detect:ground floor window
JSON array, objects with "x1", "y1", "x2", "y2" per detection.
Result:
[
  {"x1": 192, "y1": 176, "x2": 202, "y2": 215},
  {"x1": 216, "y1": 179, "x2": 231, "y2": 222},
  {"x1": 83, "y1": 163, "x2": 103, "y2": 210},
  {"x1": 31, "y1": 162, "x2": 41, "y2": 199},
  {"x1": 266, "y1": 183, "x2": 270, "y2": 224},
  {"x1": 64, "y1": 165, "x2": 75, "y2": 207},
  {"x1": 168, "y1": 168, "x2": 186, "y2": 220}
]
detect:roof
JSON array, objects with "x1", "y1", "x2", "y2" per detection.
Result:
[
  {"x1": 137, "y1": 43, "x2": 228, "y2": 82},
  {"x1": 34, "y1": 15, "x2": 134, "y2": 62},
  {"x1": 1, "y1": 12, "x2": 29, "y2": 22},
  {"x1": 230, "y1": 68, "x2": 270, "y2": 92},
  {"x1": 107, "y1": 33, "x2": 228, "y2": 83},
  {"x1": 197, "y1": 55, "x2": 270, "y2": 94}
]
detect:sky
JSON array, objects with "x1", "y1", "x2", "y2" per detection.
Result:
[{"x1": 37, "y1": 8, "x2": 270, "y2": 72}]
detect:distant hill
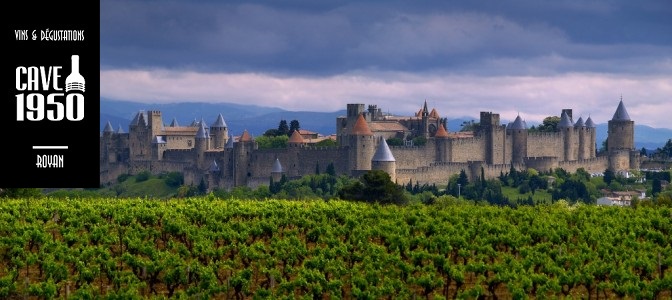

══════

● **Aim of the exercise**:
The records above should be repeated exactly, with every picture omitted.

● **Task result**:
detect:ground floor window
JSON array, objects with "x1", "y1", "x2", "y2" per detection.
Result:
[
  {"x1": 192, "y1": 176, "x2": 202, "y2": 215},
  {"x1": 216, "y1": 179, "x2": 231, "y2": 222},
  {"x1": 83, "y1": 163, "x2": 103, "y2": 210},
  {"x1": 31, "y1": 162, "x2": 41, "y2": 199},
  {"x1": 266, "y1": 183, "x2": 270, "y2": 224},
  {"x1": 64, "y1": 165, "x2": 75, "y2": 207},
  {"x1": 168, "y1": 168, "x2": 186, "y2": 220}
]
detect:roof
JSON array, objects with "x1", "y1", "x2", "y2" per detection.
Result:
[
  {"x1": 137, "y1": 43, "x2": 228, "y2": 82},
  {"x1": 34, "y1": 15, "x2": 134, "y2": 62},
  {"x1": 1, "y1": 12, "x2": 29, "y2": 22},
  {"x1": 230, "y1": 68, "x2": 270, "y2": 92},
  {"x1": 107, "y1": 33, "x2": 228, "y2": 83},
  {"x1": 197, "y1": 55, "x2": 270, "y2": 94}
]
detect:sky
JSON array, objects with "x1", "y1", "x2", "y2" per detection.
Result:
[{"x1": 37, "y1": 8, "x2": 270, "y2": 72}]
detect:distant hill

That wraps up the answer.